**Task requirements:** The line containing "line, e.g. (120,194)." marks the end, so write out exactly every line from the top of the entries below through that one.

——

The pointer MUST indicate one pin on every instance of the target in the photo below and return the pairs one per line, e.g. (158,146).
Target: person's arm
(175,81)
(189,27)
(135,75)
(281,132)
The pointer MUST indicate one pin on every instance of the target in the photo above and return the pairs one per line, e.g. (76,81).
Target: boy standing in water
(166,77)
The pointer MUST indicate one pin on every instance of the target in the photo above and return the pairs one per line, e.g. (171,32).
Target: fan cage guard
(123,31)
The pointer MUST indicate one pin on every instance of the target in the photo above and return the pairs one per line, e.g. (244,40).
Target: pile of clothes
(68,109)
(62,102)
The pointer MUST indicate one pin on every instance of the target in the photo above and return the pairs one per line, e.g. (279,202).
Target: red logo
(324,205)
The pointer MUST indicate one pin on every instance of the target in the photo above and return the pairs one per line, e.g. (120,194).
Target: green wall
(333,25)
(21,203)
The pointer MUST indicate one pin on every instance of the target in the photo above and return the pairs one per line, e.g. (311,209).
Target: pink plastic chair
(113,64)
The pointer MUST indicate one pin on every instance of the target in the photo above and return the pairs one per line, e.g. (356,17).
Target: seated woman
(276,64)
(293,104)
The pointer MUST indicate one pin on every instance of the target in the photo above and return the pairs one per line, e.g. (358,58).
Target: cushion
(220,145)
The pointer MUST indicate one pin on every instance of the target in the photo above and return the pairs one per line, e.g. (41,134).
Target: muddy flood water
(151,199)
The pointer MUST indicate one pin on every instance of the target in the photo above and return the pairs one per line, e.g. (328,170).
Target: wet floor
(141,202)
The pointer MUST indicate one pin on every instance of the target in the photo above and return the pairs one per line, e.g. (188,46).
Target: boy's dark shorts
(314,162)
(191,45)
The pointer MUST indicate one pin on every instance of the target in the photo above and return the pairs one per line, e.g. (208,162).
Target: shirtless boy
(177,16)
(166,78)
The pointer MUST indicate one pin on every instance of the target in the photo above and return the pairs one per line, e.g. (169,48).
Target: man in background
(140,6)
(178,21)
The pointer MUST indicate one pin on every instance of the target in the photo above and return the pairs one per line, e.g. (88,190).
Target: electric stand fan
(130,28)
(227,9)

——

**Response area:**
The pointer MUST indicate one pin on every instance of the target in the photo below and return the pairs one per line, e.g. (158,146).
Target: person's arm
(175,81)
(189,27)
(135,75)
(281,132)
The pointer MUST indicate one pin on every instance of the target in the photo above and return the pairs one per line, e.g. (76,81).
Target: boy standing in water
(166,77)
The pointer MUST indicate one pin on every instance of the target in the photo above and return the pairs one per line, e.g. (171,32).
Target: fan cage guard
(123,31)
The pointer MUST indicate one pin on every instance of the target in the photo above and return the pairs one per line, e.g. (244,40).
Target: pile of clothes
(68,109)
(62,102)
The pointer MUST indicate one pin on every instance of the target in the photo above and return the pairs one per line, e.g. (279,202).
Target: red logo
(324,205)
The pointer MUST indicate one pin on every instance of the target in the photo above and return the pairs one per line, e.g. (120,194).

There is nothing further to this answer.